### Job
Please retype the data in full and exactly; the pictures are not part of the copy.
____ Supplied entries
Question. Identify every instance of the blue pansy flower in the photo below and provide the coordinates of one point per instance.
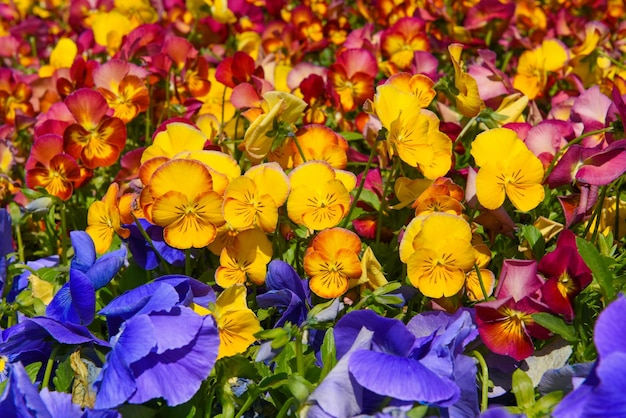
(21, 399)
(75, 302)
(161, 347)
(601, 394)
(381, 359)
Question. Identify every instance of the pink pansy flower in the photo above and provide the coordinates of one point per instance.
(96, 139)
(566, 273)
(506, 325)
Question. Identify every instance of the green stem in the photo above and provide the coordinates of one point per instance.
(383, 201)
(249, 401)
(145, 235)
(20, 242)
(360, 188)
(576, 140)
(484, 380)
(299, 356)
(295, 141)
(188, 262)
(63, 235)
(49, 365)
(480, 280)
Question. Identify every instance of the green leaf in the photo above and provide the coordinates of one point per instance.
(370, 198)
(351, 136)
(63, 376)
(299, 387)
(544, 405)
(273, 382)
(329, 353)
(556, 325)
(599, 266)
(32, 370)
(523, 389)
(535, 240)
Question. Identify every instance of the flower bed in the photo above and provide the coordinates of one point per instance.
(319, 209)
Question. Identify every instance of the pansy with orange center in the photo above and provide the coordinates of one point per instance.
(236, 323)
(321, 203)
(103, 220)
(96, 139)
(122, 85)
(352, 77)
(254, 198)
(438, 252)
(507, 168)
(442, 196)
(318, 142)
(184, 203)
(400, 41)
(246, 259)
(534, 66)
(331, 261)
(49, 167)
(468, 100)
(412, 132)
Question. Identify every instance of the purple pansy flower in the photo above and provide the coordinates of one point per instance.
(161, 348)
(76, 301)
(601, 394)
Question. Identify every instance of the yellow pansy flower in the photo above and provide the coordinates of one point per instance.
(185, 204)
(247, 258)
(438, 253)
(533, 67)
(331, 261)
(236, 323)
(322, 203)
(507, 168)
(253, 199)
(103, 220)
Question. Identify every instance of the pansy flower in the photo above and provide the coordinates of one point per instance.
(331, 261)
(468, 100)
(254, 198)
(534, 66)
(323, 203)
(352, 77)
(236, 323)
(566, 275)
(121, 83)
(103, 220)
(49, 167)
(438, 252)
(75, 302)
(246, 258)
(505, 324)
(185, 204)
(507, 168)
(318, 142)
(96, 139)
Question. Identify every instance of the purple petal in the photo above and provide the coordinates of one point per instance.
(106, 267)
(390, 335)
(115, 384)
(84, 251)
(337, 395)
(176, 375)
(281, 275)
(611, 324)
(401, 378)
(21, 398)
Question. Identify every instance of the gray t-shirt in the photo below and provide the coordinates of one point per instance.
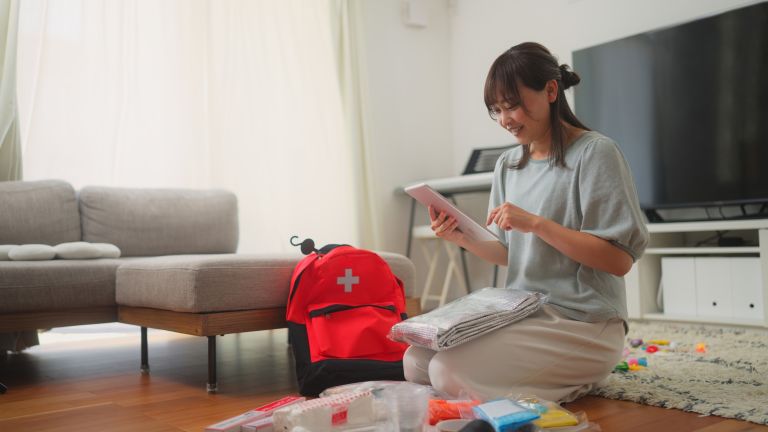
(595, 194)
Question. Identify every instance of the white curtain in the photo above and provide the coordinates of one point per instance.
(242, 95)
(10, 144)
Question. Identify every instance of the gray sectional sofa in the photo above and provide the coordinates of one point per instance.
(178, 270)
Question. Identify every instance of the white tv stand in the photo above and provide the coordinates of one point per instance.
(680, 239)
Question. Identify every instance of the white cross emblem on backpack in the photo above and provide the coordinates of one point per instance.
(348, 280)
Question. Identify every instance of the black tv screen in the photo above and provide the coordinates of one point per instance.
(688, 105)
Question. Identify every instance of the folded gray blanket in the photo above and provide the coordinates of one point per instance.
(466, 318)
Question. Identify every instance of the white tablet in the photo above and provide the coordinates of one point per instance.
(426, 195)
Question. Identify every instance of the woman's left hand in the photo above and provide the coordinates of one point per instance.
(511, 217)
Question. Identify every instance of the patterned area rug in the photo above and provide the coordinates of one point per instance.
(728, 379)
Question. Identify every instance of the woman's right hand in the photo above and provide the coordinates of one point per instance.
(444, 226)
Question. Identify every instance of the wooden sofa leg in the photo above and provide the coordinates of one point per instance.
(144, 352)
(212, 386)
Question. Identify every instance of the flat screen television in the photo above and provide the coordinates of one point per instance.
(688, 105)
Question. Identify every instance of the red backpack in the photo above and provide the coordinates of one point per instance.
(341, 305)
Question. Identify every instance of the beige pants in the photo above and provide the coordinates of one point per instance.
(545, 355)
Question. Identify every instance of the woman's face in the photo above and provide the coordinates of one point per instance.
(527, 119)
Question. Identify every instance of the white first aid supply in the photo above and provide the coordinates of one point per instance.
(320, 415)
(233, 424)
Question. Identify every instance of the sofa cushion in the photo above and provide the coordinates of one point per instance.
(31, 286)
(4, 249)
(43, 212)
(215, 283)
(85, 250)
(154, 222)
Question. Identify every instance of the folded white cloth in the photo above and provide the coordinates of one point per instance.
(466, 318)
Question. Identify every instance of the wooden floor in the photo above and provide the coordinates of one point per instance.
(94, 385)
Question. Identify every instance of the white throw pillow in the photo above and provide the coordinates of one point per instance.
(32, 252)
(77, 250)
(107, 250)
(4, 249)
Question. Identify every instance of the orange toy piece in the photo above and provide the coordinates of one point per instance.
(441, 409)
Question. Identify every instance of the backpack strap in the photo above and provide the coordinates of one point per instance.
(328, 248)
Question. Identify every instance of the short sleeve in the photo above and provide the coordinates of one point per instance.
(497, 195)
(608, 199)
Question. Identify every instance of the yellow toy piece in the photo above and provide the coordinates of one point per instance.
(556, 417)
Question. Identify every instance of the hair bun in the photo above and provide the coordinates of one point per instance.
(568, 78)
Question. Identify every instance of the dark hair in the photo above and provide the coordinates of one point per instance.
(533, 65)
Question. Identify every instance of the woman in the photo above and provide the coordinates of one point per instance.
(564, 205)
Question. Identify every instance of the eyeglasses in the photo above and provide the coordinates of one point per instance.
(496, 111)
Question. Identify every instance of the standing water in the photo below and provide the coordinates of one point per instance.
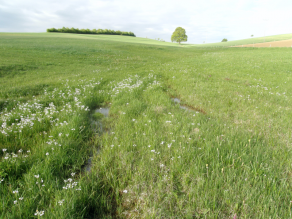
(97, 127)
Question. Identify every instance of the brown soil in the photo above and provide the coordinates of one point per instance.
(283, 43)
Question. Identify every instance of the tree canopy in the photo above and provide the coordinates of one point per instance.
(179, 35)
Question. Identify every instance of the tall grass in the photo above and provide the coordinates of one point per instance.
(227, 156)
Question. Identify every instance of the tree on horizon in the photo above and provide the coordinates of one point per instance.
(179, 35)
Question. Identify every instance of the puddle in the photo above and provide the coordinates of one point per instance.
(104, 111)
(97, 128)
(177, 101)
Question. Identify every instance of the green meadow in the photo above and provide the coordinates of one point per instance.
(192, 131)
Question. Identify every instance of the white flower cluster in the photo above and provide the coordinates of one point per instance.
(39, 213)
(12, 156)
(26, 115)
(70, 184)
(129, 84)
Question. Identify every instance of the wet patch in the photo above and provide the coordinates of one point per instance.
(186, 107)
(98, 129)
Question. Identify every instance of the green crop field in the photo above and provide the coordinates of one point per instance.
________
### Task solution
Question. Identify every instance of the blue pansy flower in the photo below and provide the coordinates of one point per instance.
(21, 399)
(75, 302)
(161, 347)
(601, 394)
(381, 359)
Question. Identify every instance of the pink pansy flower in the photo above and provide the coordinates of one point per instance.
(96, 139)
(566, 273)
(506, 325)
Question. Identify every instance of the green stem in the photo above and provide the coordinates of one point per instance.
(383, 201)
(249, 401)
(145, 235)
(20, 242)
(360, 188)
(576, 140)
(484, 380)
(299, 356)
(295, 141)
(188, 262)
(63, 235)
(49, 365)
(480, 280)
Question. Identify every instance of the green leaf in the photo above and provide the coordinates of one point per instance.
(370, 198)
(351, 136)
(63, 376)
(299, 387)
(544, 405)
(273, 382)
(329, 353)
(556, 325)
(599, 266)
(32, 370)
(523, 389)
(535, 240)
Question. Identify every instance of the flower bed in the photo above and provide the coordinates of one point per instance.
(319, 209)
Question. Identify every instance of the pansy with orange center in the photo above and provide the coordinates of one point per instance.
(236, 323)
(321, 203)
(103, 220)
(96, 139)
(122, 85)
(352, 77)
(254, 198)
(438, 252)
(507, 168)
(442, 196)
(318, 142)
(184, 203)
(400, 41)
(246, 259)
(534, 66)
(331, 261)
(49, 167)
(468, 100)
(412, 132)
Question. Identify every instance of the purple pansy flower in the photo above and provide the coordinates of one point per instance.
(161, 348)
(76, 301)
(601, 394)
Question. Identify every instance of the yellow pansy flower in the photo above and provide the coordinates of one point per instance.
(185, 204)
(247, 258)
(438, 253)
(533, 67)
(331, 261)
(236, 323)
(322, 203)
(507, 168)
(253, 199)
(103, 220)
Question. Identify every instance of the pansy flower in the photo above and provide the coordinates of one point per instance.
(331, 261)
(468, 100)
(254, 198)
(534, 66)
(323, 203)
(352, 77)
(236, 323)
(566, 275)
(121, 83)
(103, 220)
(49, 167)
(438, 252)
(75, 302)
(246, 258)
(505, 324)
(185, 204)
(507, 168)
(318, 142)
(96, 139)
Question. Identify every instance of the purple petal in the photo above and provide the coordinates of one point per instance.
(106, 267)
(390, 335)
(115, 384)
(84, 251)
(337, 395)
(176, 375)
(281, 275)
(611, 324)
(401, 378)
(21, 398)
Question. Identify every instance of the gray t-shirt in the photo below and provide the coordinates of one point per instance.
(595, 194)
Question. Identify every instance of the white curtain in the photo above and provide the coordinates of one point per instance.
(242, 95)
(10, 144)
Question. Identify every instance of the gray sectional sofa in the photo above and provide the coordinates of one point per instance.
(178, 270)
Question. Identify every instance of the white tv stand in the photo above and provide the coordinates of one point per instance.
(680, 239)
Question. Identify every instance of the white cross emblem on backpack in the photo above and provide the coordinates of one point per instance.
(348, 280)
Question. Identify every instance of the black tv screen in the photo above and provide the coordinates of one point per instance.
(688, 105)
Question. Identify every instance of the folded gray blanket in the photo above and provide the coordinates of one point per instance.
(466, 318)
Question. Identify every instance of the white tablet in the photo above and provide the coordinates of one point per instance.
(426, 195)
Question. Identify every instance of the woman's left hand in the photo above and provide the coordinates of one point per instance.
(511, 217)
Question. Identify every instance of the patterned area rug in the photo above and provide the coordinates of one point per instance.
(728, 379)
Question. Identify every instance of the woman's right hand in the photo above and provide the coordinates of one point per instance.
(444, 226)
Question. Identify every instance of the wooden sofa leg in the photo above and provide the coordinates of one point per instance.
(144, 352)
(212, 386)
Question. Identify every instance of the flat screen television in the photo above and provide the coordinates of one point per instance.
(688, 105)
Question. Identify every instance of the red backpack in the photo above and provide the coordinates of one point per instance.
(341, 305)
Question. Identify every instance of the beige pants in the photo above and provide the coordinates of one point per instance.
(545, 355)
Question. Identify every instance of the woman's face in the photo above and provide the coordinates of one point per instance.
(527, 119)
Question. Identify every instance of the white first aid supply in the photo above and provide the coordinates of one point per instance.
(320, 415)
(233, 424)
Question. Identify every instance of the sofa cushion in the photo above and provide the coordinates of one point per instance.
(31, 286)
(4, 249)
(43, 212)
(215, 283)
(85, 250)
(154, 222)
Question. Identify every instance of the folded white cloth in the photo above and provide the coordinates of one point per instance.
(466, 318)
Question. Identify every instance of the wooden floor in the photo above and provide the coordinates of one point per instance.
(94, 385)
Question. Identify every instance of the white throw pillow in the photo above and provide the coordinates of one point per instance.
(32, 252)
(77, 250)
(107, 250)
(4, 249)
Question. Identify every instance of the orange toy piece in the photo above and provide the coordinates of one point per instance.
(441, 409)
Question. Identify every instance of the backpack strap in the photo above and provide the coordinates of one point per instance.
(328, 248)
Question. Identify every instance of the short sleeve in the photo above and provide the coordinates of one point per instance.
(497, 195)
(608, 199)
Question. Identify every instance of the yellow toy piece in the photo above and provide the coordinates of one point per instance.
(556, 417)
Question. Identify every instance of the hair bun in the photo above and provide the coordinates of one point per instance.
(568, 78)
Question. Identify every instance of the dark hair in the photo above and provide the coordinates of one point per instance.
(533, 65)
Question. Identify every instance of the woman in the photo above and provide the coordinates of one point per instance.
(564, 205)
Question. Identify every instance of the eyeglasses in the photo above and provide the coordinates of one point per instance.
(496, 111)
Question. Identify every instance of the standing water in the photo below and provide the coordinates of one point per instance.
(97, 127)
Question. Identify every instance of the brown soil in the photo above and provide the coordinates of one point per instance.
(283, 43)
Question. Identify every instance of the tree canopy in the photo above and provide the coordinates of one point per instance.
(179, 35)
Question. Identify every instance of the tall grass in the photo above and provide the coordinates of one point per instance.
(227, 156)
Question. Identify every instance of the tree on horizon in the photo above and provide the coordinates of one point per instance.
(179, 35)
Question. Identify every instance of the puddle in the photo above and provide the coordinates of one point per instance.
(104, 111)
(97, 128)
(177, 101)
Question. Identify every instance of the green meadow in the photo above and provide the coordinates of one point per instance.
(192, 131)
Question. Identify every instance of the white flower cluster in the photo above and provide the coordinates of one point per instance.
(39, 213)
(12, 156)
(26, 115)
(70, 184)
(129, 84)
Question. Identify every instance of the wet patch in the photo above and provide the coordinates of one point per instance.
(186, 107)
(98, 129)
Question. Identify every instance of the green crop field in the photo above and provide the coordinates of one point per instance.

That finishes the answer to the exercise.